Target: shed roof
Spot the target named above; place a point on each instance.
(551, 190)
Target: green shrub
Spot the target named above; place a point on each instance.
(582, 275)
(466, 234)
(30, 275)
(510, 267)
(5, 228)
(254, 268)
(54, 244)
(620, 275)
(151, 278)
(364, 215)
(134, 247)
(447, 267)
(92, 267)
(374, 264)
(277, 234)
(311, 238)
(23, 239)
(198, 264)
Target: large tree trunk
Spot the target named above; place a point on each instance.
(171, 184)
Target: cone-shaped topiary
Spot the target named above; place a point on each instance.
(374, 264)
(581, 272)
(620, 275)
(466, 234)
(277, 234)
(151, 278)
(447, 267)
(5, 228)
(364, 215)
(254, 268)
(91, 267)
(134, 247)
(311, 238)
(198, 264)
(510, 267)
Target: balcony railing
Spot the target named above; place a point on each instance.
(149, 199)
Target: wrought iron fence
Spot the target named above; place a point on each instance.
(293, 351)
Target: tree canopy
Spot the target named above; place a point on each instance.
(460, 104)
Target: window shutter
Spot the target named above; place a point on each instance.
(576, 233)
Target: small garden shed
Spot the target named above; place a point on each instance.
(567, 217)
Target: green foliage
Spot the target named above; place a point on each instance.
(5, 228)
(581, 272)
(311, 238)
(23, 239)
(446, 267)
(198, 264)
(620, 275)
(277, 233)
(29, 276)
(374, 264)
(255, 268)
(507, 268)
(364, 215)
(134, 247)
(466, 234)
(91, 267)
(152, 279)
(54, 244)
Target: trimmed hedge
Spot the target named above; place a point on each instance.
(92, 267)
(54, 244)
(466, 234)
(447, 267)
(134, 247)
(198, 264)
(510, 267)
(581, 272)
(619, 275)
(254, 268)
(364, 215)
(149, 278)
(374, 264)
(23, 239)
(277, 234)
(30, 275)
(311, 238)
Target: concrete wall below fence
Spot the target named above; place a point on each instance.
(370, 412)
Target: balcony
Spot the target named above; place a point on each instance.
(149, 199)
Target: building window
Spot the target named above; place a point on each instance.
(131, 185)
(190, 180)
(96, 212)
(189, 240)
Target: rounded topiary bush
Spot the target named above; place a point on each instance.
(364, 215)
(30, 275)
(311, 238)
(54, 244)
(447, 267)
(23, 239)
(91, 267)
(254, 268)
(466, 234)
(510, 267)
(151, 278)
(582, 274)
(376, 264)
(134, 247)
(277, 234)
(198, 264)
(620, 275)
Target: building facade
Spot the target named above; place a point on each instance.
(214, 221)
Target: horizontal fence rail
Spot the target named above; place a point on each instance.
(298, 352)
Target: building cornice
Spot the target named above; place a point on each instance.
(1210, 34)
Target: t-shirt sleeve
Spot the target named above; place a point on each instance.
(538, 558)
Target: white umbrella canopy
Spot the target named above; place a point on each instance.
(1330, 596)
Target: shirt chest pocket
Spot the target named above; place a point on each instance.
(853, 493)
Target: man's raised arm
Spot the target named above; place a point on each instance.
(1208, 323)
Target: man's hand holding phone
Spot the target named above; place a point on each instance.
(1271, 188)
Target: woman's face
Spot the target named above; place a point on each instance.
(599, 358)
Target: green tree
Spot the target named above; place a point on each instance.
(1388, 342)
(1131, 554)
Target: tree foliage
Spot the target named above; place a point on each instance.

## What this task involves
Restate, word for word and without additions, every line from the top of the listing above through the line that contains "Target: green shrub".

## Written reply
Target: shed roof
Spot the target named above; place a point on each instance.
(551, 190)
Target: green shrub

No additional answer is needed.